Can you continue the RunningStat walkthrough from its last line onward?

═══ Source text ═══

RunningStat is a bit of code that lets you keep track of the mean, standard deviation, and varience for a series of numbers. Push more samples, and the metrics are recomputed as you go.
That's neat and all, but what's maybe less obvious (and certainly more handy) is that you can save your current stats to disk/database, reload them at a later date, and keep using the running tally.
You can also merge running stat variables.
rs := RunningStat{}
rs.Push(1)
rs.Push(2)
rs.RunningStatCount() // 2
rs.RunningStatMean() // 1.5
rs.RunningStatDeviation() // 0.70711
rs.RunningStatVariation() // 0.5
rs.Push(3)
rs.RunningStatCount() // 3
rs.RunningStatMean() // 2
rs.RunningStatDeviation() // 1
rs.RunningStatVariation() // 1
rs.Reset()
rs.Init(3,2,1)
rs.Push(4)
rs.RunningStatCount() // 4
rs.RunningStatMean() // 2.5
rs.RunningStatDeviation() // 1.29099
rs.RunningStatVariation() // 1.66667
// You can also merge things
rs.Reset()
rs.Push(5)
rs.Push(5)
rs.Push(5)

═══ Provided data ═══

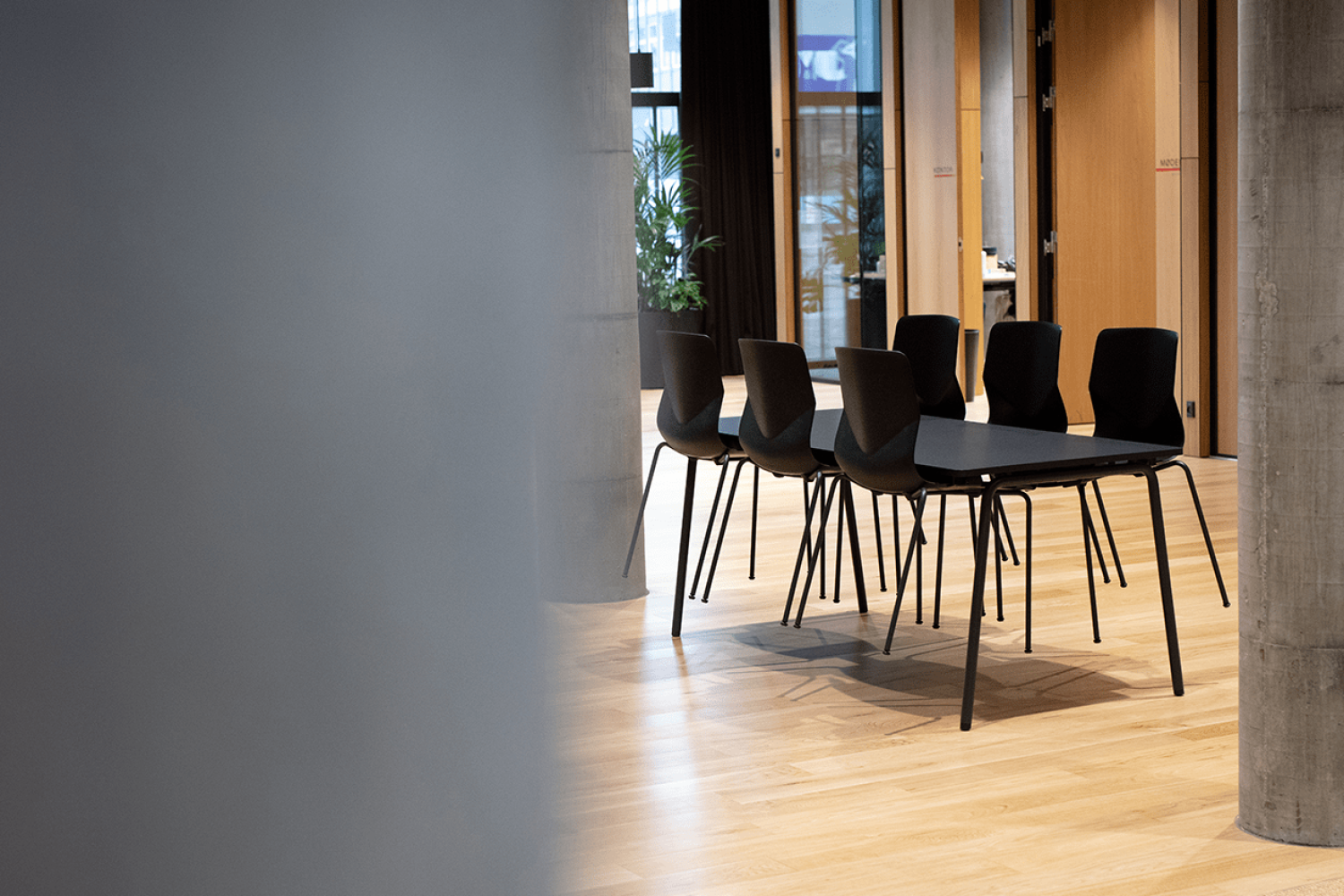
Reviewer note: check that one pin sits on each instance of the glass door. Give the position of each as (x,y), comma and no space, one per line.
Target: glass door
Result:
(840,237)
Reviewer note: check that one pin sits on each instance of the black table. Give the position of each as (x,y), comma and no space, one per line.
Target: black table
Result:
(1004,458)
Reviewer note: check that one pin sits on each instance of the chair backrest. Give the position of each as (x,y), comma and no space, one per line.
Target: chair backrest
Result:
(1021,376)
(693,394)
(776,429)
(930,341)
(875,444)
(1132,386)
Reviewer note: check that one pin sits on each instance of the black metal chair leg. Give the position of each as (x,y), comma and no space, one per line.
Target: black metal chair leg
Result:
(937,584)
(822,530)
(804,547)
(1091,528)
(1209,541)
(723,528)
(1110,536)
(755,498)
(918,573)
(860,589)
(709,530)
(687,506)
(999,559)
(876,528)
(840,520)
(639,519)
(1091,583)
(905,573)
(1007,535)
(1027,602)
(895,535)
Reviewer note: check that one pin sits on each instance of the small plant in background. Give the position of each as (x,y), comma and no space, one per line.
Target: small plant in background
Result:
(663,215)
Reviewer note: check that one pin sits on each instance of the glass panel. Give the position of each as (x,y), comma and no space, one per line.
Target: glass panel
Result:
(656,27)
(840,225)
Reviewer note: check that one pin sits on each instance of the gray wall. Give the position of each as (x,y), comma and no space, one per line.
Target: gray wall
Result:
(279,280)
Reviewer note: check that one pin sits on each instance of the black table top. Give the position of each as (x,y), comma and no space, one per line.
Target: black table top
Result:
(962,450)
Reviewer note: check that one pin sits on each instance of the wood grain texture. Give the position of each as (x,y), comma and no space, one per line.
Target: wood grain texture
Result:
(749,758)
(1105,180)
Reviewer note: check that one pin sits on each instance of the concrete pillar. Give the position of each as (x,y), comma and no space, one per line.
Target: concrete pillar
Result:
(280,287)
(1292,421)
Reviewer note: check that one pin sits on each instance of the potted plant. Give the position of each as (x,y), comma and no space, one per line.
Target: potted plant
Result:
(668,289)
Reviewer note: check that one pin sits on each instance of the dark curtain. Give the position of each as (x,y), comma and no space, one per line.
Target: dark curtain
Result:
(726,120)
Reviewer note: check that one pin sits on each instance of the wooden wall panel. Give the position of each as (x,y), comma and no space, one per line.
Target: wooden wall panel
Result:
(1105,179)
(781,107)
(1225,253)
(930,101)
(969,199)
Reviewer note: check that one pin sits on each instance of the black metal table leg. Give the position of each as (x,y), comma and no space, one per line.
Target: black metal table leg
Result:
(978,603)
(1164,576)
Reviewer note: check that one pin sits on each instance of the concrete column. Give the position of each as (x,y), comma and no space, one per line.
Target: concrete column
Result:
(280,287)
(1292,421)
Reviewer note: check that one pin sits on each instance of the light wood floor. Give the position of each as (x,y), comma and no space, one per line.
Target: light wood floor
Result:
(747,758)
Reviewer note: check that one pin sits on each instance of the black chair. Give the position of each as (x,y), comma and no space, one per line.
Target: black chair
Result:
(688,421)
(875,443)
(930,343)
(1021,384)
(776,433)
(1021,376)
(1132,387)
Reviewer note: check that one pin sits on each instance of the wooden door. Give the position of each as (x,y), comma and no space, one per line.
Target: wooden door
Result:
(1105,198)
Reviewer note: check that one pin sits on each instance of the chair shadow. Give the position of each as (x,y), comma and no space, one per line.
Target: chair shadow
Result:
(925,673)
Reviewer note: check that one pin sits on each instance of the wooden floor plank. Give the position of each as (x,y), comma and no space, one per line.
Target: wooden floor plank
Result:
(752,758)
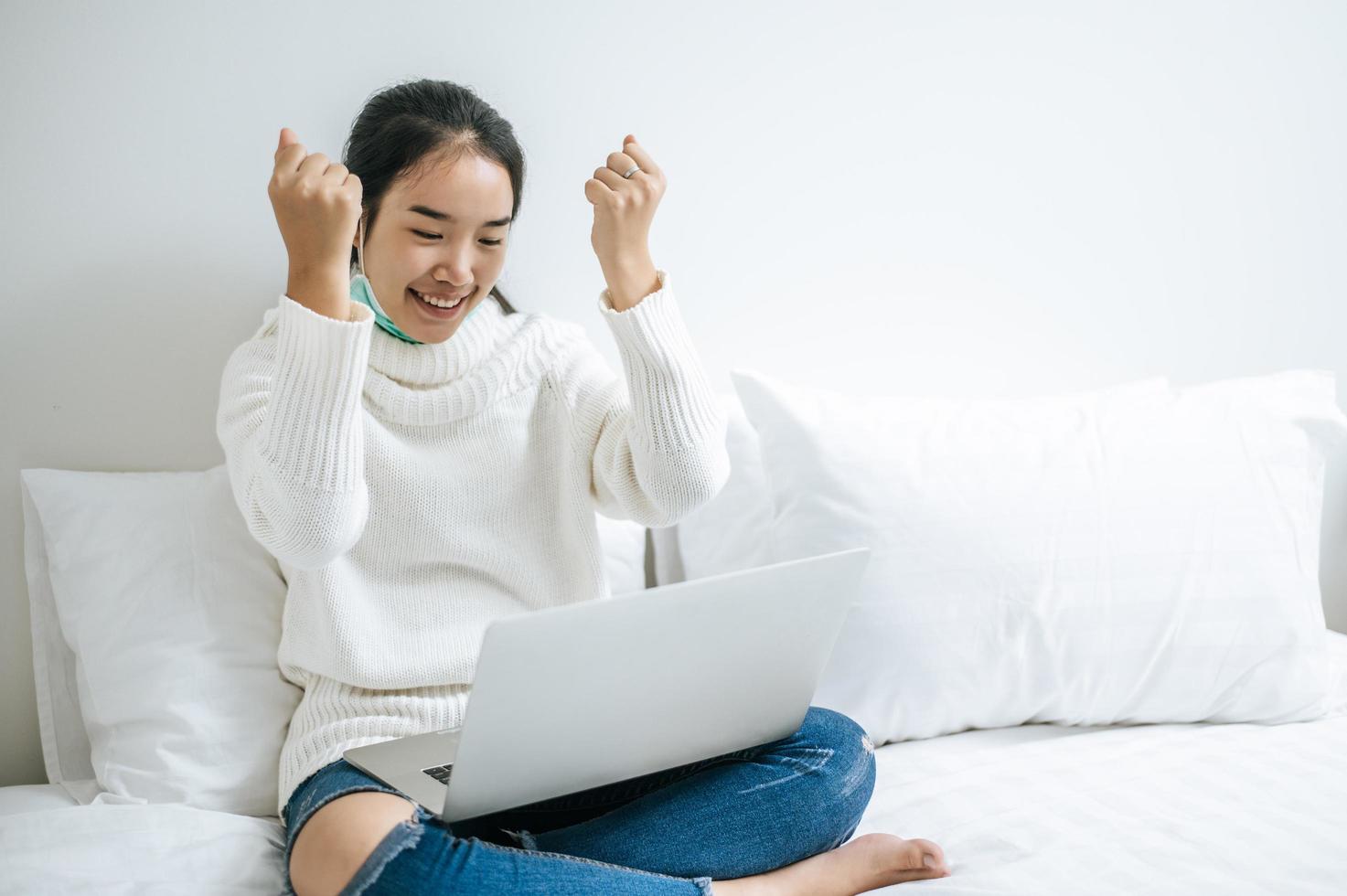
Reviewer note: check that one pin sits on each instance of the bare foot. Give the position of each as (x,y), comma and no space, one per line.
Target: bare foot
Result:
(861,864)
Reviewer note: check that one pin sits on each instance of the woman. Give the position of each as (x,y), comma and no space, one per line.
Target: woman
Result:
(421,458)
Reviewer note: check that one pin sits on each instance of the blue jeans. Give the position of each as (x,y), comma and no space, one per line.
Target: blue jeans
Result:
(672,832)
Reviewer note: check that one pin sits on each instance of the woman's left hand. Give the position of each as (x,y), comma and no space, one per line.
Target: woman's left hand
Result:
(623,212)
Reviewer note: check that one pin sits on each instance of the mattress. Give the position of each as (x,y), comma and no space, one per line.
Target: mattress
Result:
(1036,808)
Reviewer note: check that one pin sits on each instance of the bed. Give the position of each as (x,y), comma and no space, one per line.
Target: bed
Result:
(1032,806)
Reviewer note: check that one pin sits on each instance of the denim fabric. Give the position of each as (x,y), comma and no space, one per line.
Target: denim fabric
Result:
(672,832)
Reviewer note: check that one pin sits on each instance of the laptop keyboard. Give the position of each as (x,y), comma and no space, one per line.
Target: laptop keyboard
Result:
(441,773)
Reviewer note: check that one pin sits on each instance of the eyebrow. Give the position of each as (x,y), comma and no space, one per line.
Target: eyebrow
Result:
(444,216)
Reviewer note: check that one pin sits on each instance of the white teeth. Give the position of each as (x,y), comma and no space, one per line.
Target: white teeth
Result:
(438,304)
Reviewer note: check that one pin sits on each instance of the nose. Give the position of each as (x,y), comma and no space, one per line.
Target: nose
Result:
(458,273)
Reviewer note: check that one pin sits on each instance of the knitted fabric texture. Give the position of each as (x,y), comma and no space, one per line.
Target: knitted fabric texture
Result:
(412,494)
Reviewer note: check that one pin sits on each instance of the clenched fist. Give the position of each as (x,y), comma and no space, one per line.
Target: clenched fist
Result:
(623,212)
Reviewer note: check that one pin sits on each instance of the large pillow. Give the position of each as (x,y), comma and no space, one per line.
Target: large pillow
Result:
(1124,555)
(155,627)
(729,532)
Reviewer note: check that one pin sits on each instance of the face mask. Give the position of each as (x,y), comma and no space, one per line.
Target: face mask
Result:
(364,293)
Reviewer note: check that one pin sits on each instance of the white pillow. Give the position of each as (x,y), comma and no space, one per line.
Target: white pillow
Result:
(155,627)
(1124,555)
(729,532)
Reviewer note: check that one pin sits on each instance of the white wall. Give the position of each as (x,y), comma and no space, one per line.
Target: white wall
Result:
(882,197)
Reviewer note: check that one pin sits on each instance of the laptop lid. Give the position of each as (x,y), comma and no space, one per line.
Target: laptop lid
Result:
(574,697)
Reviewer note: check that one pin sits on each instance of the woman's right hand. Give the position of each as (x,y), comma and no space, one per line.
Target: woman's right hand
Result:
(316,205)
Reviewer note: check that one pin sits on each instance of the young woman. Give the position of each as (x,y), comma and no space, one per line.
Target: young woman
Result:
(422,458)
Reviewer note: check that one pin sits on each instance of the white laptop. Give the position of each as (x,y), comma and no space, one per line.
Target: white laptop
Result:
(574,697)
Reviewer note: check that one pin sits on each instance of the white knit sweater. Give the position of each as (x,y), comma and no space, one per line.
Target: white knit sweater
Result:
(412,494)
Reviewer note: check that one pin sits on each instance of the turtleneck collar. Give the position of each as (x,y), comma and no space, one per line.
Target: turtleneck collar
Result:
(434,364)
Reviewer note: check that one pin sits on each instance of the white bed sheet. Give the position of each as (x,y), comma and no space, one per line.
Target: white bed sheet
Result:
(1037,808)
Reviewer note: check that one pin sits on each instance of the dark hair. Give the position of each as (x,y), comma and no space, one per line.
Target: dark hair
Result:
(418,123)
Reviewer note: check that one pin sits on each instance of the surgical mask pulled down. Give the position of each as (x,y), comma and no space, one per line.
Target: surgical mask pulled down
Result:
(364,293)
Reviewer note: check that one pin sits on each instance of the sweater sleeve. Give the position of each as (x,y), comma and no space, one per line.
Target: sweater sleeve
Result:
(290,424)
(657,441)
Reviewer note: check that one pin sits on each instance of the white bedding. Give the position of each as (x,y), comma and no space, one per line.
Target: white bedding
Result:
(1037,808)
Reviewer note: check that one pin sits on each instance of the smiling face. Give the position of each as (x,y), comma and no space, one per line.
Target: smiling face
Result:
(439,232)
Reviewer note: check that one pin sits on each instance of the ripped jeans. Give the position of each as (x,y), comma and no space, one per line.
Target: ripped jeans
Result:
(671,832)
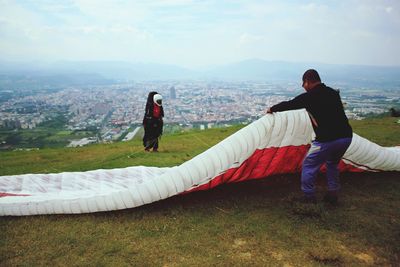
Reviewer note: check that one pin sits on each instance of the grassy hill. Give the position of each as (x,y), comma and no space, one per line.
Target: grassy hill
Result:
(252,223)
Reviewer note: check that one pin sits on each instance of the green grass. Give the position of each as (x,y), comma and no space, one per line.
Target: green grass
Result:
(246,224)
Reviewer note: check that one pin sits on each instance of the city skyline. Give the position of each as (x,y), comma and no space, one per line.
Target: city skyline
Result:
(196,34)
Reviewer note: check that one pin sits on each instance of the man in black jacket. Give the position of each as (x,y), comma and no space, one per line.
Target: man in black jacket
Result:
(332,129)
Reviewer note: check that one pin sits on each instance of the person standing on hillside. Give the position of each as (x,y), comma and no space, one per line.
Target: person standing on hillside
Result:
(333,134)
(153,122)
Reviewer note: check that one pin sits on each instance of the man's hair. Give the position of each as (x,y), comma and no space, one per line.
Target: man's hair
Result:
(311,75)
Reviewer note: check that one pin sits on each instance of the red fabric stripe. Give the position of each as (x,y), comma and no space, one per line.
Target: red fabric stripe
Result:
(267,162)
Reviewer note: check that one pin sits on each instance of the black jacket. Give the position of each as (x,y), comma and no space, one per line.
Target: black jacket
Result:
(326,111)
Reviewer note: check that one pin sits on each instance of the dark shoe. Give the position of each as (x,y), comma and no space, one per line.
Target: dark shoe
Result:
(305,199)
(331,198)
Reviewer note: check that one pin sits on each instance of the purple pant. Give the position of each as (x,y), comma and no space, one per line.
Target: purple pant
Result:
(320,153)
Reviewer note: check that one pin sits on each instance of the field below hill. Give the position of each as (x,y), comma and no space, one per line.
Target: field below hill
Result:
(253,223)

═══

The result:
rs.RunningStatCount() // 3
rs.RunningStatMean() // 5
rs.RunningStatDeviation() // 0
rs.RunningStatVariation() // 0
rs2 := RunningStat{}
rs2.Push(1)
rs2.Push(2)
rs2.Push(6)
rs2.RunningStatCount() // 3
rs2.RunningStatMean() // 3
rs2.RunningStatDeviation() // 2.6458
rs2.RunningStatVariation() // 7
rs.Merge(rs2)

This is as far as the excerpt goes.